§ Tareas a realizar:
a) Enumera todas las personas y personajes que el fragmento sobre La bicicleta blanca menciona por su nombre.
b) Prosigue el fragmento sobre La bicicleta blanca desde donde termina.

§ Fragmento del documento:
--------------------------------------------------
Horacio Ferrer, como dijimos, eleva en los versos finales de La bicicleta blanca un canto de anunciación en tono mayor. El Flaco pacífico y ecuménicamente milagroso de la bicicleta portentosa, volverá pedaleando no sabemos desde qué remota dimensión. ¿Será el mismo Flaco? No hay nada que nos obligue a desconfiar del carácter inmutable de los santos. No nos inquieta la eterna permanencia de los espíritus virtuosos.
Por último. ¿Qué pulsación interna une los trazos candentes de esta constelación creadora entre un escritor norteamericano de ciencia ficción y un poeta rioplatense cultor de los misterios del tango?
Una primera respuesta no por obvia menos válida es el vínculo estrecho entre la creación escrita y la vocación de interpretar el mundo circundante con las antenas afiladas para captar lo que palpita entre líneas. No aludimos al vértigo por interrogar al futuro, sino a la virtud de auscultar el presente, su núcleo ajeno a la visión mediata. La segunda está vinculada a un recurso de la ciencia ficción que, en rigor, se aplica a todo el universo de la creación y que Umberto Eco designa como lo contrafactual. Las fórmulas contrafactuales son qué pasaría si…o qué hubiera pasado si…
El Flaco de La bicicleta blanca, por haber trascendido las defecciones humanas, no se formula esas preguntas… ¿Qué pasaría sí…? Esa tal vez sea la diferencia entre los ángeles y los hombres, aquí ya nadie se pregunta nada porque la humareda de las réplicas sofoca las preguntas.
--------------------------------------------------
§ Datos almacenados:
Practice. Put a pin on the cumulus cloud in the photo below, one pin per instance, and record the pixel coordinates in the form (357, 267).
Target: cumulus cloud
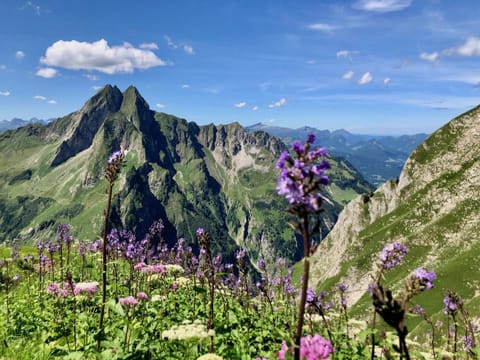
(365, 79)
(91, 77)
(149, 46)
(471, 47)
(382, 6)
(31, 5)
(278, 103)
(170, 42)
(430, 57)
(348, 75)
(346, 54)
(99, 56)
(322, 27)
(188, 49)
(46, 73)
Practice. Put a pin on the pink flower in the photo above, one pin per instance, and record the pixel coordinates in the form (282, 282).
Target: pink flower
(315, 348)
(142, 296)
(128, 301)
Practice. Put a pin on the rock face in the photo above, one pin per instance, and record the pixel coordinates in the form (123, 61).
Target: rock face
(433, 208)
(221, 178)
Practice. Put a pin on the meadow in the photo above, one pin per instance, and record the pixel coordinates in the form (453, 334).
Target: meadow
(120, 297)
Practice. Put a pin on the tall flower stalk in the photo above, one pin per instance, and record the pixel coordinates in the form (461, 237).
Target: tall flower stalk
(111, 174)
(300, 181)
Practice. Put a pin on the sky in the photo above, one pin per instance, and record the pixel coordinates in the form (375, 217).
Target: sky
(367, 66)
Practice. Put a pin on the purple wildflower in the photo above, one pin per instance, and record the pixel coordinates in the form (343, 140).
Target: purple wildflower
(128, 301)
(115, 157)
(142, 296)
(424, 278)
(315, 347)
(392, 255)
(451, 303)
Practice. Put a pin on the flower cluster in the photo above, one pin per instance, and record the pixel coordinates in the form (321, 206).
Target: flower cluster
(392, 255)
(452, 302)
(311, 348)
(301, 178)
(187, 330)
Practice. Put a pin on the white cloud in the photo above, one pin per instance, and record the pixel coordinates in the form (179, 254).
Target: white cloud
(471, 47)
(240, 104)
(382, 6)
(98, 55)
(170, 42)
(188, 49)
(150, 46)
(430, 57)
(365, 79)
(91, 77)
(31, 5)
(322, 27)
(278, 103)
(46, 73)
(346, 54)
(348, 75)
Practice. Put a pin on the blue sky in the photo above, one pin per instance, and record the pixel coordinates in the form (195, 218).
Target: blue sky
(368, 66)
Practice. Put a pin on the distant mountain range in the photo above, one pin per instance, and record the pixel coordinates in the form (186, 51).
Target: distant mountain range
(433, 208)
(221, 178)
(16, 123)
(378, 158)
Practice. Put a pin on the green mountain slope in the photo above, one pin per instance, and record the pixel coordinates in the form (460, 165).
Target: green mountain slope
(434, 209)
(220, 177)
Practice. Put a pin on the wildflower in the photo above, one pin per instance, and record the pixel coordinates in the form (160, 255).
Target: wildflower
(424, 278)
(300, 179)
(142, 296)
(451, 302)
(89, 288)
(128, 301)
(392, 255)
(315, 347)
(210, 357)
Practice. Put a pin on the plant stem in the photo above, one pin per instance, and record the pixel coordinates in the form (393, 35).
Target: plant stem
(306, 271)
(104, 264)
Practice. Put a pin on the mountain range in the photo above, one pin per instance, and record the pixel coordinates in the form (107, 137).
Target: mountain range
(377, 158)
(219, 177)
(433, 208)
(16, 123)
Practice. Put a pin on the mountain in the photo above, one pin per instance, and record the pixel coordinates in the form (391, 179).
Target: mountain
(16, 123)
(219, 177)
(433, 208)
(378, 158)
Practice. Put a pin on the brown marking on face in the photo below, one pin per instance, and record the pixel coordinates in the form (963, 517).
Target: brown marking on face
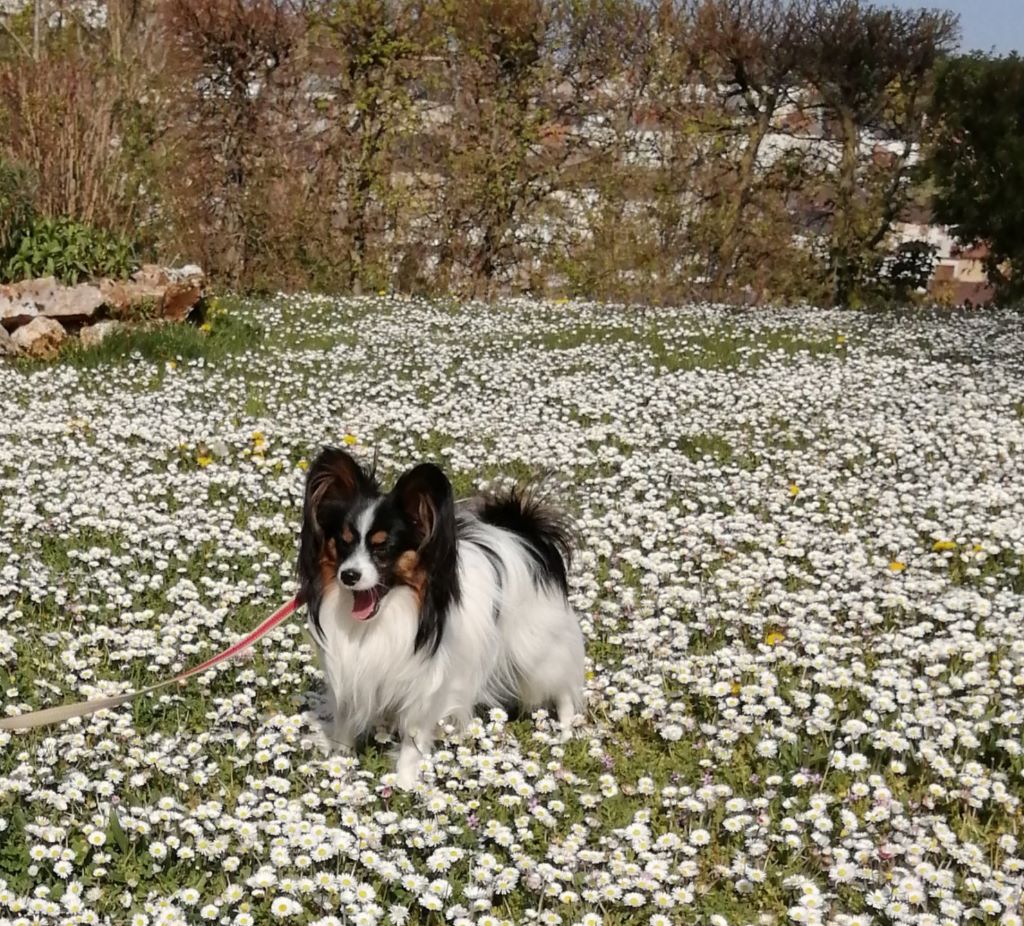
--------------------------------------------------
§ Respuestas:
a) Horacio Ferrer, el Flaco, Umberto Eco

b)
[1] Bradbury, Ray, Zen en el arte de escribir, Barcelona, Minotauro, 1995.
[2] Murena, H. A , La metáfora y lo sagrado, Buenos Aires, El cuenco de plata, 2012.
[3] Bradbury, R. Crónicas marcianas, Barcelona, Minotauro, 1995. Trad. Francisco Abelenda
[4] Provitina, Gustavo. La palabra prendida (Conversaciones con Horacio Ferrer) Buenos Aires, JVE Ediciones, 2015.
Gustavo Provitina – Graduado en la Universidad Nacional de La Plata con el film El Sur de Homero, ensayo audiovisual centrado en el universo político y poético de Manzi. Provitina es guionista, director de cine y docente universitario en la UNLP y la Universidad Nacional de las Artes – UNA.
Ganador del Primer Premio del Fondo Nacional de las Artes (2013) en la categoría ‘Ensayo’ por el libro El Cine-Ensayo. El Ministerio de Cultura de la Nación, en 2015, lo distinguió con una mención especial en el Concurso Federal de Relatos La Historia la ganan los que escriben. En 2017 estrenó La sombra en la ventana en el Cine Gaumont en el Festival de Cine Inusual de Buenos Aires. Publicó El matiz de la mirada (Curso de Cine Italiano); en julio de 2021 apareció su libro Nouvelle Vague, Bajo el signo de Lumière, y en marzo 2024 su último libro El cine italiano, (ed. La marca).